> [Aim of the exercise] Write the next part of the guide to Dota hero roles, picking up after its final sentence.

> [Document excerpt]
Carry: The backbone of your team. If your Dota team were a Pokemon team, the carry would be a level 100 Mewtwo while the rest of you are Pikachus. These heroes start off weak, but when they level up and buy powerful items, they can absolutely wreck anyone they come across. While all this sounds awesome, carries are not recommended for new players as they require a lot of knowledge and skill when it comes to leveling up quickly and obtaining the right items.

Ganker: Gankers specialize in eliminating specific heroes and catching them off guard. They’re like assassins. They typically do this early in the game, crippling the enemy team’s chance to gain levels and gold. Playing a ganker is also difficult for a new player, as you need to not only know when, where, and who to attack, but also must have the skills to successfully get a kill.

Support: AKA those guys no one picked in your game. Supports are there to selflessly help the team in thankless ways such as buying pivotal items such as wards and couriers, allowing carries to get more money and experience, and sacrificing themselves so their Anti-Mage doesn’t die so he can farm up a 15 minute Manta (you’ll get that joke one day). When starting off, these are the heroes that you will most likely gravitate to, because they are fairly simple to play as, have many active spells, can contribute without a significant gold or level advantage, and no one really gets angry at you if you die. Did you go 3/10 as Crystal Maiden? MVP.

Pusher: These heroes are good at getting rid of enemy creeps (NPCs you attack for gold and experience), which allows your creeps to push into the enemy territory more easily. Many of their spells do extra damage to buildings, and can force the enemy team to take a more defensive position. Some pushers are very newbie friendly and cross over with support.

> [Data lines]
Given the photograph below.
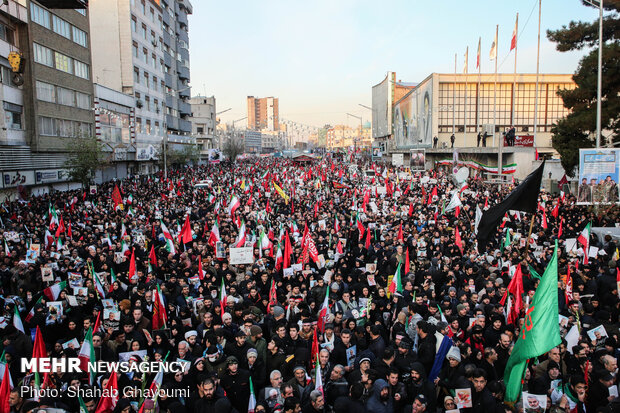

> [Output for this task]
Durable: AKA tanks. Durable heroes specialize at sitting there and allow themselves to get pummeled on while your teammates clean up. They are normally in the thick of the battle, and are expected to take enough punishment while everyone else gets ready to launch their offensive. The difficulty for these characters range, but there are some good durable heroes for newbies.

Jungler: These heroes can defeat neutral creeps in the jungle(a spacious area on both sides of the map) from the beginning of the game. While you can put any hero in a lane, some have a great advantage by starting the game in the jungle. You need to know the jungle layout and keep track of spawn times, so it is not recommended for new players.

Disabler: These heroes focus on nullifying the enemy by preventing them from contributing to a battle. It’s hard for the enemy carry to crush you in three hits when they can’t move or attack! Many characters have disable abilities, but some are focused around this idea. These characters are good for new players as a disable is useful all the time.
Initiator: These are the people who start team fights, allowing their team to have a strong advantage. These heroes are quite fun to play as, but execution is important. If you don’t initiate properly or in time, you could cost your team the battle or even the game.

There are some minor roles such as lane support, semi-carries, and roamers, but those are really very small sub-aspects to these larger roles.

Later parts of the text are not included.